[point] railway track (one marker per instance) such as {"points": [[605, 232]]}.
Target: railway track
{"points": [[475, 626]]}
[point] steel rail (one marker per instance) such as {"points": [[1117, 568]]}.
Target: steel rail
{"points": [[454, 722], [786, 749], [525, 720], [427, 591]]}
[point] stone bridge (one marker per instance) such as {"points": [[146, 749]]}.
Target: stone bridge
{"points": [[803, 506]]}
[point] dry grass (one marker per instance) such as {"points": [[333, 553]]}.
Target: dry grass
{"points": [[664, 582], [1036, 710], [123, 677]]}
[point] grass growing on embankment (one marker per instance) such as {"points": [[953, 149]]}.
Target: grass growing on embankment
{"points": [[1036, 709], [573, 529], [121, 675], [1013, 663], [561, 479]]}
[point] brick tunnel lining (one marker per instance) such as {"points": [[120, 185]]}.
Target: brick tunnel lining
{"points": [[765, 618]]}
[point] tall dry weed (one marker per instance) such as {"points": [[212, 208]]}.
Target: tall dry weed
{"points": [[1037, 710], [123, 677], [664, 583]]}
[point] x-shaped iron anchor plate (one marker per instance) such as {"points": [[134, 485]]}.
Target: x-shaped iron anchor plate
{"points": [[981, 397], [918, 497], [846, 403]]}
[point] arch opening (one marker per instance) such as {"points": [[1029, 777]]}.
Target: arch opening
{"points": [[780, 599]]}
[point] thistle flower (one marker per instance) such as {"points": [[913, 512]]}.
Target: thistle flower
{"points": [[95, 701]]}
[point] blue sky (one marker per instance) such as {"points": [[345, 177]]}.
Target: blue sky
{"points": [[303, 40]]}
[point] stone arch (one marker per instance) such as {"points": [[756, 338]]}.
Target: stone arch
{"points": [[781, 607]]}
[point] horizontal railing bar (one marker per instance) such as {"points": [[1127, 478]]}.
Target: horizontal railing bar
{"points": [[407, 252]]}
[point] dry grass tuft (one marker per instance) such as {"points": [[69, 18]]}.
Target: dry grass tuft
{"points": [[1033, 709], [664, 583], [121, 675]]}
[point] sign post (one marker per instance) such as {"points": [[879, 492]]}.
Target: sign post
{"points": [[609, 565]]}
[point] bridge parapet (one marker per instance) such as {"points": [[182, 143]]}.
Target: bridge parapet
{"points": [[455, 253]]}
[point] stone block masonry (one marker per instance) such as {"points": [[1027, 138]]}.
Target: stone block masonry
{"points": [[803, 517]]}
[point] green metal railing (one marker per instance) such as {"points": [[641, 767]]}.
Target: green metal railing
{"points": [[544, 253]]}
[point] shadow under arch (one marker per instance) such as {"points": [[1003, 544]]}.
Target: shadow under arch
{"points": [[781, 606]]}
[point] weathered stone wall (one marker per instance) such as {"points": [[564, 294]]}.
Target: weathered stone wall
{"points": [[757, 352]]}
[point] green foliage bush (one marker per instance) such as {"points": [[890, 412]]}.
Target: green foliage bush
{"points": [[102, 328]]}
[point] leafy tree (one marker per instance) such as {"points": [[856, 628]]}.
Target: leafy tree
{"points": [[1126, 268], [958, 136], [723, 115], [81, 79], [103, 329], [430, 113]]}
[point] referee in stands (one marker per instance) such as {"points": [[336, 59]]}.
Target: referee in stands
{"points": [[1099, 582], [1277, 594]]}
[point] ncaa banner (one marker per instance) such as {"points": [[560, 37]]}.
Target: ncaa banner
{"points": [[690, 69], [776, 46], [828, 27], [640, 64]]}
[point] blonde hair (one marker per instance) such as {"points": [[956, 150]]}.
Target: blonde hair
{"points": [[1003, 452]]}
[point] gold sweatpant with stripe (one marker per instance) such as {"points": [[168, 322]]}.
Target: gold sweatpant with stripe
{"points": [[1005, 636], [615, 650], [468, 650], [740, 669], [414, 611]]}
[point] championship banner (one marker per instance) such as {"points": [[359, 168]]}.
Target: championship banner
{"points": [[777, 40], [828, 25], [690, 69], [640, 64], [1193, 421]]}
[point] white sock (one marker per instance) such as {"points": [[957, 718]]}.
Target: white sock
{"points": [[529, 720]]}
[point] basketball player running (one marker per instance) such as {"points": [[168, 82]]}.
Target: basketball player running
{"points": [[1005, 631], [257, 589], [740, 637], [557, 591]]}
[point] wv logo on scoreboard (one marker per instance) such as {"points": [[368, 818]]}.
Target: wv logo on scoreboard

__Task statement__.
Reproduce all of the records above, line for line, with no changes.

__Response below__.
[point] railway track (one marker per instance) such as {"points": [[605, 232]]}.
Target: railway track
{"points": [[475, 626]]}
[point] steel rail (one marker per instance) such as {"points": [[1117, 568]]}.
Target: steel rail
{"points": [[454, 722], [786, 749], [525, 720], [427, 591]]}
[point] stone bridge (one marker per instance) such as {"points": [[146, 749]]}.
Target: stone bridge
{"points": [[803, 506]]}
[point] dry grass (one marker per instance) such as {"points": [[333, 553]]}.
Target: dry grass
{"points": [[664, 582], [1036, 710], [123, 677]]}
[point] grass growing on embankment (one marker per instance) such as {"points": [[953, 149]]}.
Target: grass growing on embankment
{"points": [[1036, 709], [573, 529], [121, 675], [1013, 663], [561, 479]]}
[point] brick tunnel lining (one marker per instance) such as {"points": [[120, 185]]}.
Target: brick tunnel lining
{"points": [[765, 618]]}
[point] tall dry weed (one marker per instance) such as {"points": [[212, 208]]}.
Target: tall dry weed
{"points": [[1037, 710], [123, 677], [664, 583]]}
[point] x-shaped iron anchor plate (one marker per instance) such as {"points": [[134, 485]]}.
Target: x-shaped iron anchor plate
{"points": [[981, 397], [918, 497], [846, 403]]}
[point] arch opening (one marker per instance) such as {"points": [[1029, 777]]}.
Target: arch opening
{"points": [[780, 599]]}
[point] thistle flower (one marker per instance) such as {"points": [[913, 512]]}.
Target: thistle flower
{"points": [[95, 701]]}
[point] blue sky (one marker per instance) such as {"points": [[345, 177]]}.
Target: blue sky
{"points": [[303, 40]]}
[point] stone arch (one marker per instance) such as {"points": [[756, 338]]}.
Target: stone arch
{"points": [[781, 607]]}
[point] horizontal railing bar (one marker per instance) such as {"points": [[1127, 478]]}.
Target: horizontal railing bar
{"points": [[407, 252]]}
[point] dry grass tuft (one marker per instance) such as {"points": [[69, 18]]}.
Target: dry grass tuft
{"points": [[1033, 709], [664, 583], [121, 675]]}
[point] sign post (one marker per instance) such as {"points": [[879, 492]]}.
Target: sign post
{"points": [[609, 565]]}
[point] bridge parapet (one marker per instance) such as {"points": [[182, 143]]}.
Target: bridge parapet
{"points": [[455, 253]]}
[point] stone block masonry (one marker per instance) such as {"points": [[1027, 138]]}.
Target: stone block masonry
{"points": [[803, 517]]}
[point] green metal railing (one marker per instance) such as {"points": [[641, 767]]}.
Target: green metal railing
{"points": [[544, 253]]}
[point] shadow under arch (one marker per instance) such as {"points": [[1003, 544]]}.
Target: shadow under arch
{"points": [[781, 606]]}
[point] weathered stone wall (one marker per instance) such as {"points": [[564, 294]]}.
Target: weathered stone wall
{"points": [[757, 352]]}
[point] green foliage bush (one marker per instance) such as {"points": [[890, 412]]}.
Target: green foliage bush
{"points": [[102, 328]]}
[point] leafy tree (one marker per instance) such as {"points": [[856, 628]]}.
Target: leafy tree
{"points": [[1126, 268], [958, 136], [723, 115], [81, 79], [103, 329], [430, 113]]}
[point] referee in stands (one marker per instance) such as {"points": [[336, 59]]}.
Target: referee in stands
{"points": [[1099, 582], [1277, 594]]}
[point] ncaa banner (one marker per instance) such as {"points": [[560, 37]]}.
Target: ncaa banner
{"points": [[690, 69], [776, 46], [828, 27], [640, 64]]}
[point] blonde hair (one marker per instance) such as {"points": [[956, 150]]}.
Target: blonde hair
{"points": [[1003, 452]]}
[point] gold sweatpant with stripe (one marker per instance) such as {"points": [[168, 322]]}.
Target: gold sweatpant with stripe
{"points": [[1005, 636], [615, 650], [468, 650], [740, 669], [414, 611]]}
[point] championship banner (one marker per instance) such as {"points": [[359, 168]]}.
Target: championship banner
{"points": [[777, 40], [828, 25], [690, 69], [640, 64], [1193, 421]]}
[point] white sock (one marker per instance) such as {"points": [[957, 718]]}.
Target: white sock
{"points": [[529, 720]]}
[point] basketball player running (one marker per instance) such as {"points": [[168, 82]]}.
Target: basketball player running
{"points": [[1005, 631], [257, 589], [740, 637], [557, 591]]}
[point] wv logo on scoreboard (one marker per instance) such as {"points": [[368, 818]]}.
Target: wv logo on scoreboard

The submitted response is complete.